EXCERPT PROVIDED:
China under the Song Dynasty

 

Although the An Shih Rebellion (755-63) was eventually put down, at great cost, by the Tang Emperor Daizong (762-79), the Tang state never fully recovered, and for its remaining 144 years was torn by the rivalries of increasingly autonomous provincial military governors. As Tang power and prestige declined, nomadic attacks on outlying garrisons and interference in Silk Road traffic increased. In 907, after almost three centuries in power, the dynasty finally collapsed and was followed by a period of disunity known as the ‘Five Dynasties and ten Kingdoms’ (907-60). The nation was only reunified in 960, with the accession of the Song Dynasty that would rule all China under the Northern Song (960-1127) and the southern part of the country under the Southern Song (1127-1279).

 

Song China was both wealthy and sophisticated. The state rested upon a Confucian meritocracy administering what became an increasingly free market economy encompassing a massive population – for the times – of about 100 million people that produced abundant food surpluses and other goods for trade. The Song was the first government in the world to issue paper currency. It also maintained the first standing navy of any Chinese state, introduced gunpowder warfare, new techniques of hydraulic engineering and the first movable type printing machines. For most of the Song Dynasty’s three centuries, China was prosperous and relatively powerful – but unlike in Tang times, the Song polity looked south and east, sending ships to the Indian Ocean and trading with Southeast Asia, India and beyond, but not exercising great control over Central Asia. Indeed for most of the Song period, Gansu’s Hexi Corridor represented the western limits of Chinese control, while in the Tarim Basin the scattered Uighur city-states came under the control of the Karakhanid Turks (999-1211).

REQUIREMENT A: Pull out every line of the rows below that contains the string "white". Case matters.

DATASET CONTENT:
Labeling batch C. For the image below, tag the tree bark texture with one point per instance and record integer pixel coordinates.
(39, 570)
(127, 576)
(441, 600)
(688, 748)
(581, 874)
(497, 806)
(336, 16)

* * *

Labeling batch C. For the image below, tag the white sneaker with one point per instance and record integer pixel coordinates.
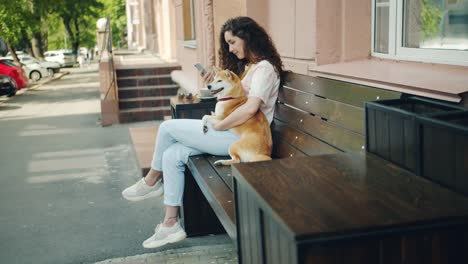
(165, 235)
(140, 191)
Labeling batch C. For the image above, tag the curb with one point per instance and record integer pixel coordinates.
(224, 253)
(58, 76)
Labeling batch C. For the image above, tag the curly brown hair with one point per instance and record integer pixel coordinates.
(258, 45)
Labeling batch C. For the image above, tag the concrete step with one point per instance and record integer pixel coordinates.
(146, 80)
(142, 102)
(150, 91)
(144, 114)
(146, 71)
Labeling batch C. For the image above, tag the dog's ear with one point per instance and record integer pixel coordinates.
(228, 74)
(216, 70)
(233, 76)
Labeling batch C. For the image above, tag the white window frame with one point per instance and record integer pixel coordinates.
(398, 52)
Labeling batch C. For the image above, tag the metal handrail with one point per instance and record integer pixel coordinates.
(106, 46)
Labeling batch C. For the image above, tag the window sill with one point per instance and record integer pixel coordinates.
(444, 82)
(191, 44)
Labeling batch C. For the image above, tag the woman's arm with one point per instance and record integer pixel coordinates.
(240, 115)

REQUIREMENT B: In the Song Dynasty text above, retype the passage starting at "China under the Song" and ending at "Southern Song (1127-1279).".

FULL SOLUTION A:
Labeling batch C. For the image below, tag the white sneaker with one point per instance and record integer pixel coordinates.
Labeling batch C. For the image above, tag the white window frame with one point per instance and record integer pixel coordinates.

FULL SOLUTION B:
China under the Song Dynasty

 

Although the An Shih Rebellion (755-63) was eventually put down, at great cost, by the Tang Emperor Daizong (762-79), the Tang state never fully recovered, and for its remaining 144 years was torn by the rivalries of increasingly autonomous provincial military governors. As Tang power and prestige declined, nomadic attacks on outlying garrisons and interference in Silk Road traffic increased. In 907, after almost three centuries in power, the dynasty finally collapsed and was followed by a period of disunity known as the ‘Five Dynasties and ten Kingdoms’ (907-60). The nation was only reunified in 960, with the accession of the Song Dynasty that would rule all China under the Northern Song (960-1127) and the southern part of the country under the Southern Song (1127-1279).